[A run of records]
----------------
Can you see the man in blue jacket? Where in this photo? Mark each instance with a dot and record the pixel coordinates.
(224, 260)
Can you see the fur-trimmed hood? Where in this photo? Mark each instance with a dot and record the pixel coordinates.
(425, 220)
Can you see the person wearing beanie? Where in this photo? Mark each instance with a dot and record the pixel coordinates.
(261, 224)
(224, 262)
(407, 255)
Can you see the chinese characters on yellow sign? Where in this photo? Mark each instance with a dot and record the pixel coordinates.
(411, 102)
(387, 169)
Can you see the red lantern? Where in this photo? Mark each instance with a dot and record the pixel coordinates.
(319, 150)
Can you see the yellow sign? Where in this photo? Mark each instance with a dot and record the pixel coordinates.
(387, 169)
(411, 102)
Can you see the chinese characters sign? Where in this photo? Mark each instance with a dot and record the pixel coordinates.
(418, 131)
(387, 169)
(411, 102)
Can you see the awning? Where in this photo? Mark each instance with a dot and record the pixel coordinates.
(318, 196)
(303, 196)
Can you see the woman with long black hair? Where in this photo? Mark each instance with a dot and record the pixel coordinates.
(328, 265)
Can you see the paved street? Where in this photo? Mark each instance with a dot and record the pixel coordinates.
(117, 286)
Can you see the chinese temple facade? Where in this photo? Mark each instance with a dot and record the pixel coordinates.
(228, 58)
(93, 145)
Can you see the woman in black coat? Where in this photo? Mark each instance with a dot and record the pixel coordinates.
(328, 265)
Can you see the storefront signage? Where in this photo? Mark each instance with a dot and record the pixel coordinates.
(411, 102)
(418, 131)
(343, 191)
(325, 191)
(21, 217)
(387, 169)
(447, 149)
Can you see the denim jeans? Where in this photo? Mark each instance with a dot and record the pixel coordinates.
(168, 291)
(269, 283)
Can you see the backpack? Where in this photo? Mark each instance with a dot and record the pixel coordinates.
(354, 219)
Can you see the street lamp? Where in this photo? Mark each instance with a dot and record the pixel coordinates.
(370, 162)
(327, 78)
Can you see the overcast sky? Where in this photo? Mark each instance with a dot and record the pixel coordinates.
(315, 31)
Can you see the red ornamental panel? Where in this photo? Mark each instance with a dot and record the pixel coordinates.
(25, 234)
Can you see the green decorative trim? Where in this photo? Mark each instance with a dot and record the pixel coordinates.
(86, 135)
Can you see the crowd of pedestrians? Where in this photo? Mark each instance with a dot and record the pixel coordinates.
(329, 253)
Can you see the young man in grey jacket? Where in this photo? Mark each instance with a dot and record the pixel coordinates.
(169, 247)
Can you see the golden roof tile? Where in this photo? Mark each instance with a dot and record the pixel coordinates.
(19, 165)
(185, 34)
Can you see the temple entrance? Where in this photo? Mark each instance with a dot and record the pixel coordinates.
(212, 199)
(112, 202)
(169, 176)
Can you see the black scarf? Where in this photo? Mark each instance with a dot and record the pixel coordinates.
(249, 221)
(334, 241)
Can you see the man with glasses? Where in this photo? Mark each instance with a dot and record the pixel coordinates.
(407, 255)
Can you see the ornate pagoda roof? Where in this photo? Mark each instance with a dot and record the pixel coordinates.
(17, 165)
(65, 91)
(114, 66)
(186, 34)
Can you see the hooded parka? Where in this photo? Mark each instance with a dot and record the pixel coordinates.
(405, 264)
----------------
→ Challenge:
Output the records exactly, including every line.

→ Complete answer:
Can you see the man in blue jacket? Where in this photo? Mark each instance with a dot and record the pixel coordinates.
(224, 260)
Can you see the fur-trimmed hood? Where in this photo? Mark each instance with a dot and record the pixel coordinates.
(425, 220)
Can you see the person wearing beanie? Where in this photo? Mark each instance with a dot and record the pixel coordinates.
(261, 224)
(224, 262)
(407, 255)
Can you see the chinese characters on yellow sign? Where in this photo? Mark each instance with a dot and record the pixel coordinates.
(411, 102)
(387, 169)
Can you see the red lantern? Where in this photo? Mark each instance with a dot and record the pixel coordinates.
(319, 150)
Can you see the yellow sign? Where in this photo? Mark each instance with a dot and record the pixel coordinates.
(387, 169)
(411, 102)
Can you see the chinese characters sign? Where in this photo? Mark each instance with a dot and record the pixel coordinates.
(418, 131)
(387, 169)
(411, 102)
Can you see the awning? Where in this photo? Mark each instance with a dot and record the pixel coordinates.
(318, 196)
(303, 196)
Can you see the woman with long black hair? Where in this photo? Mark each instance with a dot and record the pixel coordinates.
(328, 265)
Can you see the paved street? Where in this photo? Mark each instance with a dot and record the pixel coordinates.
(117, 286)
Can you see the chinese temple facade? Where in this photo? Mark each instance with a dot and record the pixel coordinates.
(228, 58)
(93, 145)
Can you see the woman in black coat? Where in this photo? Mark each instance with a dot and record the pixel coordinates.
(328, 265)
Can you see the storefront signage? Where in this photo? Mark each instance with a dot and record the pixel coordinates.
(411, 102)
(418, 131)
(343, 191)
(325, 191)
(21, 217)
(387, 169)
(447, 149)
Can you see the denim jeans? Where in this photo? Mark each instance with a dot and record the pixel coordinates.
(168, 291)
(269, 283)
Can you see the backpack? Where in this photo? Mark each instance with a dot and record the pixel coordinates.
(354, 219)
Can you see the street lamp? Where in this photo? Mark each instance with a dot and record the pixel coordinates.
(370, 162)
(327, 78)
Can you see the overcast sky? Where in this photo? Mark each instance with a dot and record the pixel coordinates.
(315, 31)
Can you see the red ornamental panel? Where in this photo? Mark each instance with a dot and record the pixel coordinates.
(25, 234)
Can you see the green decorative trim? Where in this photo? Mark each instance with a dot and record the pixel coordinates.
(86, 135)
Can you see the crowd of pedestrians? Where in this photo? Mark each instance with a dot and record the pixel coordinates.
(329, 253)
Can you see the young man in grey jacket? Where in this photo? Mark each instance with a dot and record the pixel coordinates.
(169, 247)
Can you see the golden roof tile? Where in this photo? Mark each instance with a dot and record the pixel coordinates.
(19, 165)
(185, 34)
Can you see the temple entrance? Where in this photo? Mark each instance with a dot and record the pixel coordinates.
(212, 199)
(112, 202)
(169, 176)
Can you see the black scarf? Where in this photo? Mark each instance with a dot and record the pixel coordinates.
(249, 221)
(334, 241)
Can you see the man with glasses? Where in this photo? Mark each instance with a dot and record the pixel coordinates.
(407, 255)
Can you see the ornate pagoda roof? Where in this photo? Mark each instance with a dot and record the pixel coordinates.
(17, 165)
(65, 91)
(114, 66)
(186, 34)
Can you see the hooded parka? Where in this photo? Mark each instance with a dot and record the pixel coordinates.
(405, 264)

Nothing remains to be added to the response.